───── GIVEN PASSAGE ─────

Object to be operated: In this example, each sentence includes 512 words, and each word is represented by a one-dimensional vector with a length of 768. In the convolution operation, each sentence can be represented as an input tensor input_1 containing 512*768 elements, that is, it can be a 2-dimensional tensor with a size of [512,768], or a 3-dimensional tensor with a size of [1,512,768], or 4-dimensional tensor of size [1,1,512,768], and tensors where order of axes of the above tensors are changed, etc. It can be understood that as long as the total number of elements remains unchanged and each word is a channel of a tensor, the sentence can be represented as [batch size=1, height=1, width=512, number of channels=768]. That is to say, the input tensor input_1 can have two axes, and the lengths of the axes correspond to the number of channels and the width, respectively; the input tensor input_1 can have three axes, and the lengths of the axes correspond to the number of channels, the width and the height respectively; the input tensor input_1 can have four axes, and the lengths of the axes correspond to the number of channels, the width, the height and the batch size, respectively.

───── STORED DATA ─────

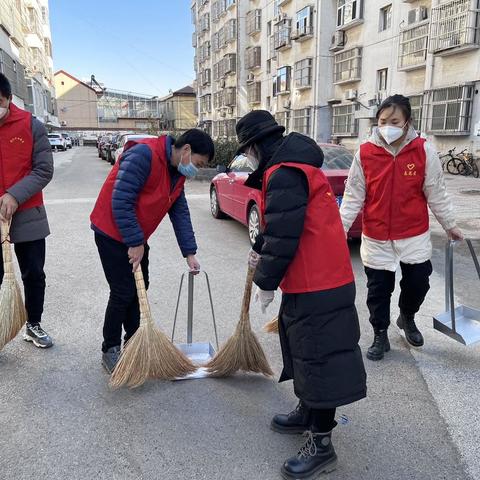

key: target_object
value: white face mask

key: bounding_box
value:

─────

In the passage above about representing a sentence as an input tensor, what is the length of the one-dimensional vector that represents each word?

768